Job A:
Starting at "I doubt I could" and stopping after "Nah. I won't.", copy the post about self-hatred with each "teacher" swapped for "instructor".
Job B:
Using the post about self-hatred, say yes or no to each statement and quote the words that settle it: (i) The writer's dyslexia was given a name in the 4th grade. (ii) The teacher married a friend of the writer's mom. (iii) The father praised the writer for being picked for a Hollywood event.

Text block:

————————

Even in an Empty Room, I'm the Most Hated Person There

After my posts about satire and spaghetti, I can see how someone might think I believe I'm better than anyone else. Let's correct the record on that.
I doubt I could find anybody on this planet who hates me more than I hate myself. If I met a copy of me, I’d hate their guts, inside and out.
This isn't some edgy performance. This is a system built on a lifetime of bad data. It starts in the 4th grade, with a teacher calling you “retarded” because your brain is wired differently—a dyslexia you won't have a name for until years later. Then, through some sick cosmic joke, that same teacher marries a friend of your mom's, and you see him for the rest of your life while being told to just “let it go”. Nah. I won't.
That kind of foundation builds a specific kind of person. It’s the mother who told me, “I'm on antidepressants because of you”. It’s the one who saw a B on my report card—a grade I was proud of—and asked, “Why not an A?”. It’s the father who, after I got picked for a Hollywood event and ran to him bursting with excitement, cut me down with, “You overacted”. You learn not to seek approval from a system designed to deny it.

————————

Supplied information:
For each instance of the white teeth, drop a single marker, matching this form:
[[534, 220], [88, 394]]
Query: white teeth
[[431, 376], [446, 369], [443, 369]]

————————

Correct answer A:
I doubt I could find anybody on this planet who hates me more than I hate myself. If I met a copy of me, I’d hate their guts, inside and out.
This isn't some edgy performance. This is a system built on a lifetime of bad data. It starts in the 4th grade, with a instructor calling you “retarded” because your brain is wired differently—a dyslexia you won't have a name for until years later. Then, through some sick cosmic joke, that same instructor marries a friend of your mom's, and you see him for the rest of your life while being told to just “let it go”. Nah. I won't.

Correct answer B:
(i) No: "a dyslexia you won't have a name for until years later"
(ii) Yes: "that same teacher marries a friend of your mom's"
(iii) No: "cut me down with, “You overacted”"